- YOUR TASK: Please transcribe only the lines from the one holding "Please spot the potted" through the final line of the data, both included, with no pictures.

- DATA FOR PROCESSING:
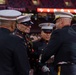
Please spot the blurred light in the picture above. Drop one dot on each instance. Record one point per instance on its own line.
(53, 10)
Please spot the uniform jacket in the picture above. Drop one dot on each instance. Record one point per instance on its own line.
(13, 54)
(62, 44)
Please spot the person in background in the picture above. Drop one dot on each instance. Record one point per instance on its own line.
(13, 54)
(62, 45)
(38, 46)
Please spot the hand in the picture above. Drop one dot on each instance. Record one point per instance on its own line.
(45, 69)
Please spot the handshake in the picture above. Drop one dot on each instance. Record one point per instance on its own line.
(45, 69)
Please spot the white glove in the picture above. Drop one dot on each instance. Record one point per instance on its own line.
(45, 69)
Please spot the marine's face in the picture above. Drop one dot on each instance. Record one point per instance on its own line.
(23, 28)
(59, 23)
(45, 36)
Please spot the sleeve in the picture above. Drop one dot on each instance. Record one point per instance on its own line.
(21, 59)
(52, 47)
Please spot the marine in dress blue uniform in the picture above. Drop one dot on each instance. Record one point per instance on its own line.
(13, 53)
(63, 45)
(38, 46)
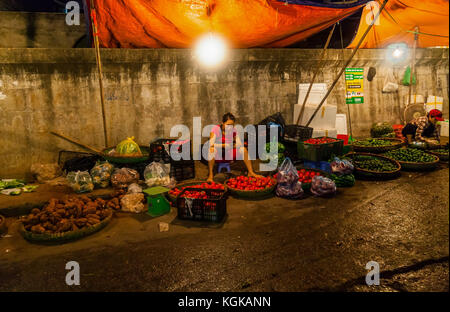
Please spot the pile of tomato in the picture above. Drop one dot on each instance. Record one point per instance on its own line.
(244, 183)
(319, 141)
(305, 176)
(216, 186)
(195, 194)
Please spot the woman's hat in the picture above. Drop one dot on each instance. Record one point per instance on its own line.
(437, 114)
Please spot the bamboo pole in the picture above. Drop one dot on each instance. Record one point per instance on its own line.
(315, 74)
(99, 66)
(347, 63)
(411, 73)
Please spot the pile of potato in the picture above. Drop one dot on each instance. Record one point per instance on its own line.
(71, 214)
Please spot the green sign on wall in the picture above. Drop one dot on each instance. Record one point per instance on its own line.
(354, 78)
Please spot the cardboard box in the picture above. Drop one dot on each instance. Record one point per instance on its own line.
(324, 119)
(316, 95)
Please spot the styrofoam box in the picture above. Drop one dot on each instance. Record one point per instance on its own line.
(331, 133)
(434, 102)
(444, 128)
(324, 119)
(341, 124)
(415, 98)
(316, 95)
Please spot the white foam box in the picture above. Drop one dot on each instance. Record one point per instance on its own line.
(341, 124)
(324, 119)
(318, 91)
(444, 128)
(434, 102)
(331, 133)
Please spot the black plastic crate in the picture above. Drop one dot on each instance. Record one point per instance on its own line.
(76, 161)
(183, 170)
(212, 209)
(295, 133)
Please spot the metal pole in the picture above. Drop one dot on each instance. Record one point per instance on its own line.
(315, 74)
(99, 66)
(347, 63)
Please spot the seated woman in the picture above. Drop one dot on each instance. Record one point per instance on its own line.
(424, 128)
(231, 145)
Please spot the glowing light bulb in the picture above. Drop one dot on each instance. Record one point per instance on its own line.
(210, 50)
(397, 53)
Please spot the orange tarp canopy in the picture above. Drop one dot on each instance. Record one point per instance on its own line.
(244, 23)
(399, 19)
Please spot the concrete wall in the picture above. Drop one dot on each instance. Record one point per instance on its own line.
(149, 91)
(39, 30)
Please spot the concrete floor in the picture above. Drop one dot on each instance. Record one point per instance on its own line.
(314, 244)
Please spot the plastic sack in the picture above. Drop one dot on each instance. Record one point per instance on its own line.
(341, 167)
(390, 85)
(322, 186)
(134, 189)
(133, 203)
(101, 174)
(80, 181)
(123, 177)
(288, 184)
(128, 147)
(158, 174)
(347, 180)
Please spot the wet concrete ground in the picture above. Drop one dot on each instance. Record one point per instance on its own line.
(314, 244)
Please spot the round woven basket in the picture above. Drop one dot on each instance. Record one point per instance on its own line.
(126, 159)
(3, 228)
(173, 199)
(252, 194)
(397, 143)
(376, 175)
(442, 157)
(416, 166)
(65, 236)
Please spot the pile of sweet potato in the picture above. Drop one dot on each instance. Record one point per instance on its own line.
(71, 214)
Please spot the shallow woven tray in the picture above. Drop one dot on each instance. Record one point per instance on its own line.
(252, 194)
(378, 149)
(415, 166)
(376, 175)
(126, 159)
(442, 157)
(173, 199)
(65, 236)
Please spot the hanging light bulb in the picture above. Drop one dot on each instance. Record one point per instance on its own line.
(210, 50)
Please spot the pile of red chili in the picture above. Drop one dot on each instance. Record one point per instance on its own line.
(250, 183)
(319, 141)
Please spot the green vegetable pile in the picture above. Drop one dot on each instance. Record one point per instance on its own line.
(278, 157)
(15, 187)
(382, 129)
(346, 180)
(373, 163)
(441, 151)
(410, 155)
(373, 143)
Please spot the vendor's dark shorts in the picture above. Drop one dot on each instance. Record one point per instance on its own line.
(409, 129)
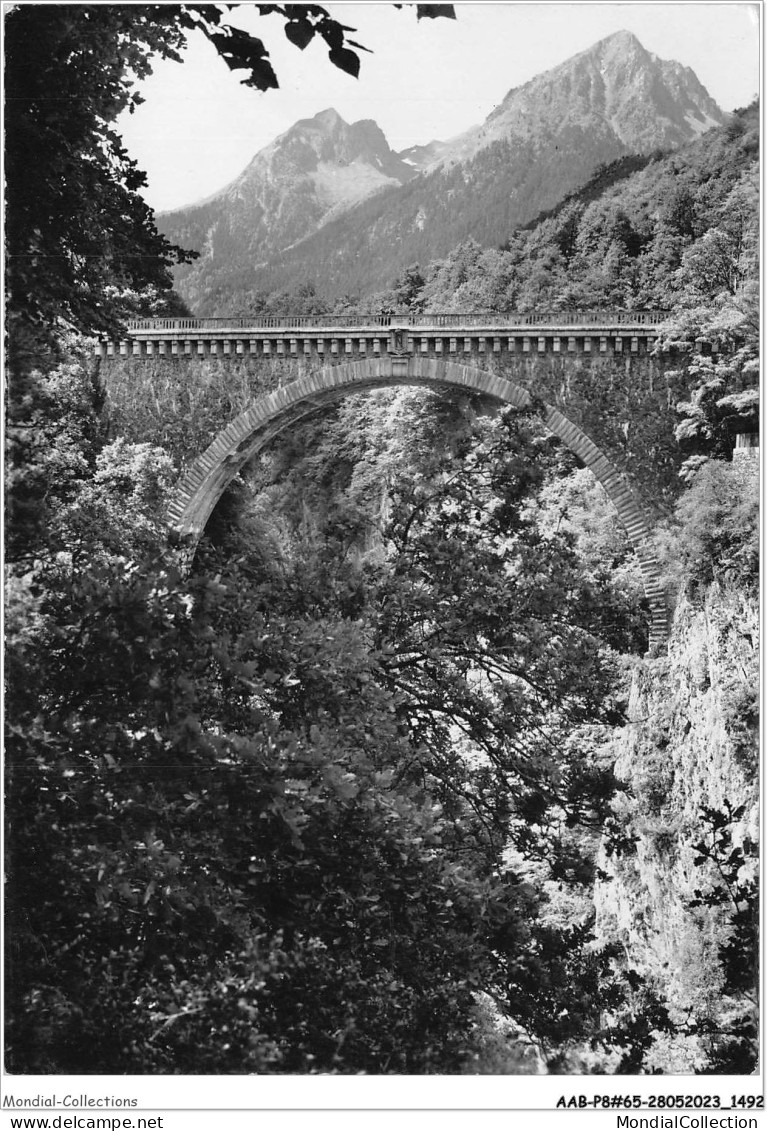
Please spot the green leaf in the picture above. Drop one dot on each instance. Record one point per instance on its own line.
(300, 33)
(434, 11)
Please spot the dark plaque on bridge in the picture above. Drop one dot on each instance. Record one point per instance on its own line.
(398, 343)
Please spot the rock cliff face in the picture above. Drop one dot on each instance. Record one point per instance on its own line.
(691, 744)
(332, 204)
(290, 189)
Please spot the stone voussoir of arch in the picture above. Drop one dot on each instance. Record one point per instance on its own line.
(204, 483)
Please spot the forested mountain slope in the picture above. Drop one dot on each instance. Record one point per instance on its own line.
(543, 140)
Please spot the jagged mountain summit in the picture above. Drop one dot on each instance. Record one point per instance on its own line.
(330, 204)
(318, 167)
(615, 87)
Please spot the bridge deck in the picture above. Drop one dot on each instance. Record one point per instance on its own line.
(628, 331)
(489, 320)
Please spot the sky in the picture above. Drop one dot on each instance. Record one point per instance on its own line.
(425, 79)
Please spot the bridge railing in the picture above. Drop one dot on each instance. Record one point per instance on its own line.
(449, 320)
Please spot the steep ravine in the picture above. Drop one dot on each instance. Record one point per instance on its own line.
(691, 742)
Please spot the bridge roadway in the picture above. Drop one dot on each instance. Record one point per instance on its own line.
(329, 336)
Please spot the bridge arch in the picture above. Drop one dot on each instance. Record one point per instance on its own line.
(206, 480)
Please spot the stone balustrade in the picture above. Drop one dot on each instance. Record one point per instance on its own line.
(346, 337)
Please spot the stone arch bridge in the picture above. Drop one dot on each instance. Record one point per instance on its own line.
(526, 361)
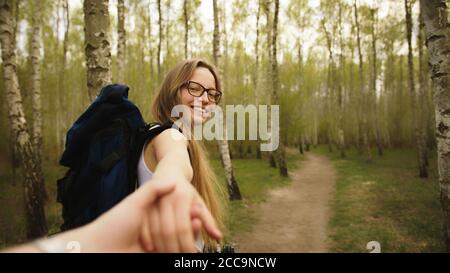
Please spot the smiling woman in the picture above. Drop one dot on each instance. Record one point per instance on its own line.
(195, 84)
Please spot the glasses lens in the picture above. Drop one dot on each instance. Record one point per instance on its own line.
(195, 89)
(214, 95)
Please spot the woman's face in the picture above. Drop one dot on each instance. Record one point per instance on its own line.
(199, 106)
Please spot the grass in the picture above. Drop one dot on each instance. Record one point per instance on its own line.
(385, 201)
(254, 176)
(255, 179)
(12, 216)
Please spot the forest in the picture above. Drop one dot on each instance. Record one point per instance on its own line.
(362, 87)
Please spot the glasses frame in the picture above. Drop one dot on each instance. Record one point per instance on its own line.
(186, 84)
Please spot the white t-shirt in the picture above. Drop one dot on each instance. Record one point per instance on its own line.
(145, 175)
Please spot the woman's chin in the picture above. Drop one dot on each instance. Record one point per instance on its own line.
(199, 118)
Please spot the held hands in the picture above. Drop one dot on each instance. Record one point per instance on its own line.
(177, 218)
(158, 217)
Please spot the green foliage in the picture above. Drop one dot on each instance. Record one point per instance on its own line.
(385, 201)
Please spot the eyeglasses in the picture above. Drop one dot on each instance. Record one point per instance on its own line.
(197, 90)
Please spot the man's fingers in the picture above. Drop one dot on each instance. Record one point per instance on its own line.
(153, 216)
(146, 236)
(183, 224)
(168, 225)
(207, 220)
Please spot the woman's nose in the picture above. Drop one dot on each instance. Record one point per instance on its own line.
(204, 97)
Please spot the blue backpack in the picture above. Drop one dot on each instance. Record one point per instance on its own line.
(102, 151)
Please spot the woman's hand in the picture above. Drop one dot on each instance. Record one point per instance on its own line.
(177, 217)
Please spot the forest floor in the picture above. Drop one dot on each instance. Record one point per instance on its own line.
(294, 218)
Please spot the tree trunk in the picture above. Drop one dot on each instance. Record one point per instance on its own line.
(36, 87)
(150, 45)
(256, 74)
(160, 33)
(186, 28)
(63, 117)
(33, 180)
(233, 188)
(423, 90)
(435, 16)
(279, 153)
(122, 42)
(341, 89)
(423, 172)
(97, 45)
(374, 100)
(363, 124)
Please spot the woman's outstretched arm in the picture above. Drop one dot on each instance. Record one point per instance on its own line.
(170, 222)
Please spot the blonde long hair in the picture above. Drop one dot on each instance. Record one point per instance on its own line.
(204, 179)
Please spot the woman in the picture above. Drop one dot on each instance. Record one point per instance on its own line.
(174, 157)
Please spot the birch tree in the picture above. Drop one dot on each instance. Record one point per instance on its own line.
(435, 17)
(233, 188)
(33, 176)
(97, 45)
(423, 172)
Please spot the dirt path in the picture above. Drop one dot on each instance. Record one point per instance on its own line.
(294, 218)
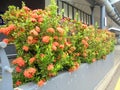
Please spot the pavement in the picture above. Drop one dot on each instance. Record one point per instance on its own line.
(112, 79)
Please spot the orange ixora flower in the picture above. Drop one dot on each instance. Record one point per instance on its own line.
(41, 82)
(54, 48)
(50, 67)
(18, 69)
(51, 30)
(37, 29)
(7, 30)
(25, 48)
(29, 73)
(19, 61)
(56, 44)
(45, 39)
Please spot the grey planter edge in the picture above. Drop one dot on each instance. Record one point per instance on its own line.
(85, 78)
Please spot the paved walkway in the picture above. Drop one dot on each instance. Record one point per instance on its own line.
(114, 83)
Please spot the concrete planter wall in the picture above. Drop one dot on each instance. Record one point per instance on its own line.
(85, 78)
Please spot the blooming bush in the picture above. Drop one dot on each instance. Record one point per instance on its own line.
(46, 43)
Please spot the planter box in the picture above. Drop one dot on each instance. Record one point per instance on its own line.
(85, 78)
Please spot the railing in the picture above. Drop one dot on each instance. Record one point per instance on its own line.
(70, 11)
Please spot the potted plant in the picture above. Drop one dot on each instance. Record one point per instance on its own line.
(48, 44)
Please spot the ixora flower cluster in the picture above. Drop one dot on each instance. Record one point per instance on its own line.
(46, 43)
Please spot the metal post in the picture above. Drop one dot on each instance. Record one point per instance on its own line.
(6, 83)
(92, 15)
(102, 17)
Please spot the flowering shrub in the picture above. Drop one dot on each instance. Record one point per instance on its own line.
(47, 43)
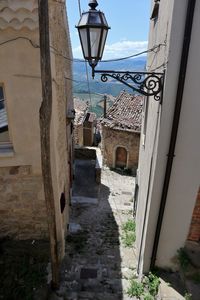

- EXERCISE OUTPUT:
Please spot the potted plant in the picture above. Drop one dot on each instance. Record one point per instance on its own line.
(48, 44)
Please spot the ixora flower cluster in the picture above. Drop one dot on each instance. Record one point per instance on its own line.
(46, 43)
Please spot the metal post in the picture above. Drop one dot on each instance. Record one point per instance on its own line.
(6, 83)
(92, 15)
(102, 17)
Please spot the flowering shrub in the picture above. Drop one dot on each instance. Record one point per instance on its own line.
(47, 43)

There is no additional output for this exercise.